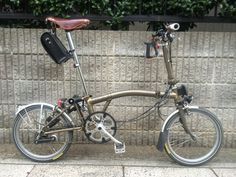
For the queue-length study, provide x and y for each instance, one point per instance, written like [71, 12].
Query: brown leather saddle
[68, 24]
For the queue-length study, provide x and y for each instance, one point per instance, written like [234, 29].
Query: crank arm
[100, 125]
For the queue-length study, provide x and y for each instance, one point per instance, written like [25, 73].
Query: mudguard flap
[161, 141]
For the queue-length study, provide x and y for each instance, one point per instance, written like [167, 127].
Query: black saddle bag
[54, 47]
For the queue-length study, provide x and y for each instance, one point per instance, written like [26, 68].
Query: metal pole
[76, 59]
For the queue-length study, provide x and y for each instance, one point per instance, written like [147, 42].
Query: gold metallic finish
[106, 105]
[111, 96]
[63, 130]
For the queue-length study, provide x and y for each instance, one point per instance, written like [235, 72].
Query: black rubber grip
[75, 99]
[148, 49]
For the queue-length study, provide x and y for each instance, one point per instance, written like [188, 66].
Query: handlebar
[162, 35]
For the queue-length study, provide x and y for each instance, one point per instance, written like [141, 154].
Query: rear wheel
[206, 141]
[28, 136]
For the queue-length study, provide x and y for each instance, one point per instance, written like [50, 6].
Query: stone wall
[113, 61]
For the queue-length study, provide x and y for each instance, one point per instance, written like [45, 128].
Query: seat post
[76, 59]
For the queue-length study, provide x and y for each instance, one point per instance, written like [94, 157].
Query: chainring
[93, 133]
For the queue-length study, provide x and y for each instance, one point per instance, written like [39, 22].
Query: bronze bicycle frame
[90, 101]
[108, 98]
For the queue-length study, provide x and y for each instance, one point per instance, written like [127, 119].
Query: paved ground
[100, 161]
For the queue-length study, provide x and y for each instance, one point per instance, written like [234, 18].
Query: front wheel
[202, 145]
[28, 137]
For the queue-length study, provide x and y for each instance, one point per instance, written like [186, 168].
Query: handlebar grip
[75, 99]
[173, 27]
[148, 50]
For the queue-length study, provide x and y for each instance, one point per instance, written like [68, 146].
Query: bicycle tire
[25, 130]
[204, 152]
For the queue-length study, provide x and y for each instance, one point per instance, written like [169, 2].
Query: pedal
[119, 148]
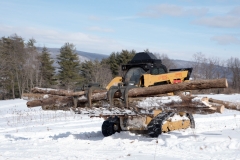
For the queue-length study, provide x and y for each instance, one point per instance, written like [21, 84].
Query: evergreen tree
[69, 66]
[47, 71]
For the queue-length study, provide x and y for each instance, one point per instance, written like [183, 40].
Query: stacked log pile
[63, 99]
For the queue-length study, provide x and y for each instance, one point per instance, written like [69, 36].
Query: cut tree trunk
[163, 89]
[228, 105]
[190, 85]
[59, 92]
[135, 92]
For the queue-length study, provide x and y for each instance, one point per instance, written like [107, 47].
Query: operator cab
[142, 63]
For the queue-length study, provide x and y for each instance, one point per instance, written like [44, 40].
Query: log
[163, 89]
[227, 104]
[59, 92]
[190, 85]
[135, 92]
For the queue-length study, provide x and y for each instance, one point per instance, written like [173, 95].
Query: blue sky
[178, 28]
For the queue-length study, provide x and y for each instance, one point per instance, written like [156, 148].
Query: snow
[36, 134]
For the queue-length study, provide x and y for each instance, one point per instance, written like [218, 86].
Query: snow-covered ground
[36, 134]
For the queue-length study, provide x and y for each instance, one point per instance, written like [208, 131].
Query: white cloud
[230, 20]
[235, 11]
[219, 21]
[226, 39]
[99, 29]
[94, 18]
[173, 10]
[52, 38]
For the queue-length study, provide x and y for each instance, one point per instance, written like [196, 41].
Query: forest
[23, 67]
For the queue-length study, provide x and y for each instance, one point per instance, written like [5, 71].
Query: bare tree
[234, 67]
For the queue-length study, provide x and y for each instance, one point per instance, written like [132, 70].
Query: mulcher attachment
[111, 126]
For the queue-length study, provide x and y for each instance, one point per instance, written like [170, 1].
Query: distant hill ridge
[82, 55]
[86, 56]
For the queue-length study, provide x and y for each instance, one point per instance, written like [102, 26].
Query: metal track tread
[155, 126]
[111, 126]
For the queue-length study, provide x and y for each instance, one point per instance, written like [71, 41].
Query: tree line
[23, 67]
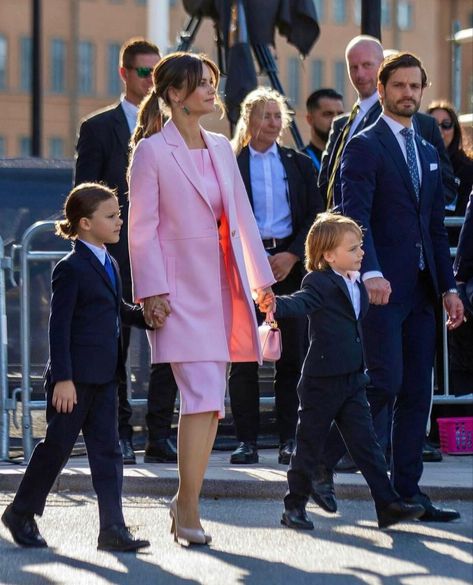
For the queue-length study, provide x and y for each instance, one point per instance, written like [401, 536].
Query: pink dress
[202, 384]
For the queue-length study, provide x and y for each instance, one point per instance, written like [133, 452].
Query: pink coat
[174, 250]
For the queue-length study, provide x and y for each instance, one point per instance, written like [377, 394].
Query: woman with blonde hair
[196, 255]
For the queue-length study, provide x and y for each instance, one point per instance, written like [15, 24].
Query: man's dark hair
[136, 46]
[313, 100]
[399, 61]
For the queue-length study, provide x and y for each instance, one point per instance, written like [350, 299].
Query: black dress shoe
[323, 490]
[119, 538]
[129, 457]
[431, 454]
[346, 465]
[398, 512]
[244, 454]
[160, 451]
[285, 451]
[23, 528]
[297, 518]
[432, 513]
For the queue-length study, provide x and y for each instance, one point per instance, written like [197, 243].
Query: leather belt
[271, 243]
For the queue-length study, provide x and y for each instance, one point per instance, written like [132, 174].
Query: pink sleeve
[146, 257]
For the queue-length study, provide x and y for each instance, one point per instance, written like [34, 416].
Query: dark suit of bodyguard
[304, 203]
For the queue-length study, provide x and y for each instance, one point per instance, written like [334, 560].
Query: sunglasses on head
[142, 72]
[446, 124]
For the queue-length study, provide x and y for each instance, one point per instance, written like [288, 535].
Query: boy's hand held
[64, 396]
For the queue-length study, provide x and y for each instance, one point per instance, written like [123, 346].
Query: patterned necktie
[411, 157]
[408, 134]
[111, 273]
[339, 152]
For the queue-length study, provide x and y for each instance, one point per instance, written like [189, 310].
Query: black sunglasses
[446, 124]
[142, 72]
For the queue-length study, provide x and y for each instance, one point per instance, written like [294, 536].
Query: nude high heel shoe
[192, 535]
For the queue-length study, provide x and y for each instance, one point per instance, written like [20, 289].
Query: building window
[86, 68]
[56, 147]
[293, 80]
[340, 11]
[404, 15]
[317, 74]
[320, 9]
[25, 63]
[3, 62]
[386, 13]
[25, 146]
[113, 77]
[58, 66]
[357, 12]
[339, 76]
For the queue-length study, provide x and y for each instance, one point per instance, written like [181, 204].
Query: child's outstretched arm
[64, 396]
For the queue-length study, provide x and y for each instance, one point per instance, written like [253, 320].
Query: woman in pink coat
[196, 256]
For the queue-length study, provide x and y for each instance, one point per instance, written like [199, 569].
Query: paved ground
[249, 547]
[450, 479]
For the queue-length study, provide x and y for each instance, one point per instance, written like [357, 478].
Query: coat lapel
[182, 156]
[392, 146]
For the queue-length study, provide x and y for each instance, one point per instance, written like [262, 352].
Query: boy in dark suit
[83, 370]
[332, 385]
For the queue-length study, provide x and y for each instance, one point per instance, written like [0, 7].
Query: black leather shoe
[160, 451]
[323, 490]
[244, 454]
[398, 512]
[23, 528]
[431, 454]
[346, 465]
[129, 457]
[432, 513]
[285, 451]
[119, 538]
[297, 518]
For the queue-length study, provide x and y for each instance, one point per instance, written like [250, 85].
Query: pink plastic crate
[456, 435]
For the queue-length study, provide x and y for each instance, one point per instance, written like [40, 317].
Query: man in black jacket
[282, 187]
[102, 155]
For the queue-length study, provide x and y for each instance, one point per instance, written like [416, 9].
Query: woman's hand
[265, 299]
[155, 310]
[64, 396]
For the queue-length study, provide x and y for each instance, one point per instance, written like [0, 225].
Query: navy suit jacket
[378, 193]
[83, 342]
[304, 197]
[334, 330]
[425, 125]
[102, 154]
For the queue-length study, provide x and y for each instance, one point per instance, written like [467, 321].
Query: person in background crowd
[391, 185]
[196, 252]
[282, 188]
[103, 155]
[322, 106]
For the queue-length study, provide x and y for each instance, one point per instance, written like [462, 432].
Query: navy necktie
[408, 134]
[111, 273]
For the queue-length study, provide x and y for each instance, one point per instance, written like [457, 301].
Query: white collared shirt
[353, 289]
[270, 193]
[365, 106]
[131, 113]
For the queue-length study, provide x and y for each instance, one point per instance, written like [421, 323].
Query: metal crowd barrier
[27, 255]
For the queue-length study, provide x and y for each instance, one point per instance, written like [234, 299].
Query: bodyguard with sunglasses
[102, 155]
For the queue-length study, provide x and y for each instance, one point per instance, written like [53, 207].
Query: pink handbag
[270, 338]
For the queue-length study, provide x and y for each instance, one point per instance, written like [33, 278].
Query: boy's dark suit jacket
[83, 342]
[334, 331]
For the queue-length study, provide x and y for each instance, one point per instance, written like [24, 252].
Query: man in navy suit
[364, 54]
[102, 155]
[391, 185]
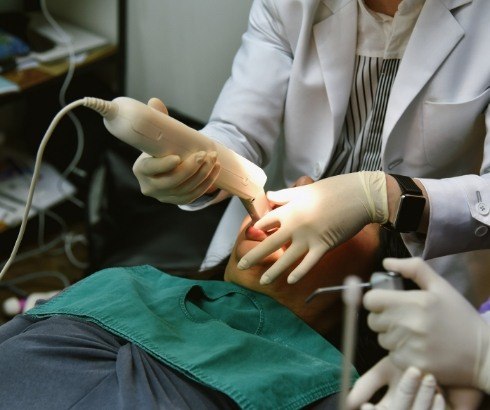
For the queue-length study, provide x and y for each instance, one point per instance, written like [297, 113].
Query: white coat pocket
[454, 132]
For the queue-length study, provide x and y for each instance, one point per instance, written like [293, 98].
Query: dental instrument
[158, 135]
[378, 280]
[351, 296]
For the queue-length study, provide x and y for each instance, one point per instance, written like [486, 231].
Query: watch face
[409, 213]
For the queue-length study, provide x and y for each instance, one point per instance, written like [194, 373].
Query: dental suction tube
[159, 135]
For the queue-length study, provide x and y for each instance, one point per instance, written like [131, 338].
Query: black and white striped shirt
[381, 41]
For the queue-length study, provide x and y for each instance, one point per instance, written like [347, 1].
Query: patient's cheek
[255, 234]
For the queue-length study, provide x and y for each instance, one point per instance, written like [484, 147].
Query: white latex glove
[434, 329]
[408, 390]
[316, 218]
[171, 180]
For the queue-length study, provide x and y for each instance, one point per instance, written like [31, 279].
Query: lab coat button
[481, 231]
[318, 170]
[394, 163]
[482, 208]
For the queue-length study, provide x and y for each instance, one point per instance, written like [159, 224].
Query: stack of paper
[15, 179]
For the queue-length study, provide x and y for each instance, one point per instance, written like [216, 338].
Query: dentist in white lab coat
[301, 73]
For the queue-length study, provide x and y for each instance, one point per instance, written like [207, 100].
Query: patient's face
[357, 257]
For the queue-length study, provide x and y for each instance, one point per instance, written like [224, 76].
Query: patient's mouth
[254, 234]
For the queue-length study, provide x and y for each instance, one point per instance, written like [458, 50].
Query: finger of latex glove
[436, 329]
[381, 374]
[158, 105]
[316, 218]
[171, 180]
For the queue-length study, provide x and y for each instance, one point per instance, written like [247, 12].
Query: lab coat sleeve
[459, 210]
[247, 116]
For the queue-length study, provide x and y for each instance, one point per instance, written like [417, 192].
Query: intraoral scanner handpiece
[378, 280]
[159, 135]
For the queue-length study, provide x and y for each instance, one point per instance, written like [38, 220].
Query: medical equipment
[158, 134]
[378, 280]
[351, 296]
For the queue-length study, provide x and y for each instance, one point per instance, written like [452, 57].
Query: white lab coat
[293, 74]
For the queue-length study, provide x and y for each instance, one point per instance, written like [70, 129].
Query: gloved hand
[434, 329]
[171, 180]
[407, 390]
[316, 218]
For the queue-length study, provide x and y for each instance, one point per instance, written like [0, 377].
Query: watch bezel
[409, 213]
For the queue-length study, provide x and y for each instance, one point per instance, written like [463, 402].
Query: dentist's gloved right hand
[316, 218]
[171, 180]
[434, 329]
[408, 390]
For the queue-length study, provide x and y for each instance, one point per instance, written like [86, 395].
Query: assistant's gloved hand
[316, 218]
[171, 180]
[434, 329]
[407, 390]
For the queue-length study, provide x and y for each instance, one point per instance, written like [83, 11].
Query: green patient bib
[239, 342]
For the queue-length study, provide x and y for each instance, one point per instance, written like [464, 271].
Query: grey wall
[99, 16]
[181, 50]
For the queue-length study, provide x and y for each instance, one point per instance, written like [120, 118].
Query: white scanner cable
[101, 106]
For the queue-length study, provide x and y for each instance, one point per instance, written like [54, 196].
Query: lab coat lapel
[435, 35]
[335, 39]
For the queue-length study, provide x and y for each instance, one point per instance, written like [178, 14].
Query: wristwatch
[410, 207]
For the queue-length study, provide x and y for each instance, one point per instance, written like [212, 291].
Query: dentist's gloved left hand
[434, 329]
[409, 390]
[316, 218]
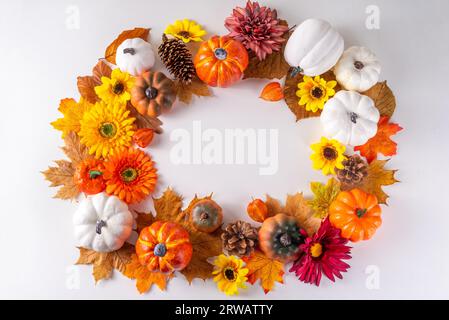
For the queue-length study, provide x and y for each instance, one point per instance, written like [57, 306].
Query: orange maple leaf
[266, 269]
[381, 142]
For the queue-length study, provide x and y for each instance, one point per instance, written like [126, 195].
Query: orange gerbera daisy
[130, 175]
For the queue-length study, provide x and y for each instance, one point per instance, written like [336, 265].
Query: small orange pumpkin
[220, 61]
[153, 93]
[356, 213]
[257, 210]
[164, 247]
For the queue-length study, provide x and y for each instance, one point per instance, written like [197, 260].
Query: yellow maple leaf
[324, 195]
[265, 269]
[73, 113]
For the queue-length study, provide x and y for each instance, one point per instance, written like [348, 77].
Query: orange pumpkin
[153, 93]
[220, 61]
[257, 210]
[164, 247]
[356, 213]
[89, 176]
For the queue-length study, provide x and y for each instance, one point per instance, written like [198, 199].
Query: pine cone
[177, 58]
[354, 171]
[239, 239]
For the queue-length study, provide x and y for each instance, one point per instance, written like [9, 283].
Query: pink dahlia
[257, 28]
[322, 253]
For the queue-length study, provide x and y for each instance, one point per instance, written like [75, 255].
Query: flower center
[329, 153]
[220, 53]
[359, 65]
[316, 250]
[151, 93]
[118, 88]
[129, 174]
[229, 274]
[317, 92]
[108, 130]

- - -

Can you repeat the material from the line with "like [348, 77]." through the end, swapping "instance" for "object" and changing nothing else?

**Answer to this problem:**
For the queue-length study, provide x and y for each object, one point per object, written like [348, 77].
Query: orange pumpkin
[153, 93]
[220, 61]
[257, 210]
[164, 247]
[356, 213]
[89, 176]
For the queue-length study, provide x and y for each object, one point per object, written like [198, 199].
Query: pine cone
[177, 58]
[354, 171]
[239, 239]
For the queue-length study, provide x and y for each object, one point per object, written like [9, 283].
Query: pink dahlia
[257, 28]
[322, 253]
For the queue-length study, provide x and y for each object, one point per object, written like [75, 255].
Query: flower center
[329, 153]
[220, 53]
[359, 65]
[316, 250]
[151, 93]
[118, 88]
[129, 174]
[229, 274]
[317, 92]
[108, 130]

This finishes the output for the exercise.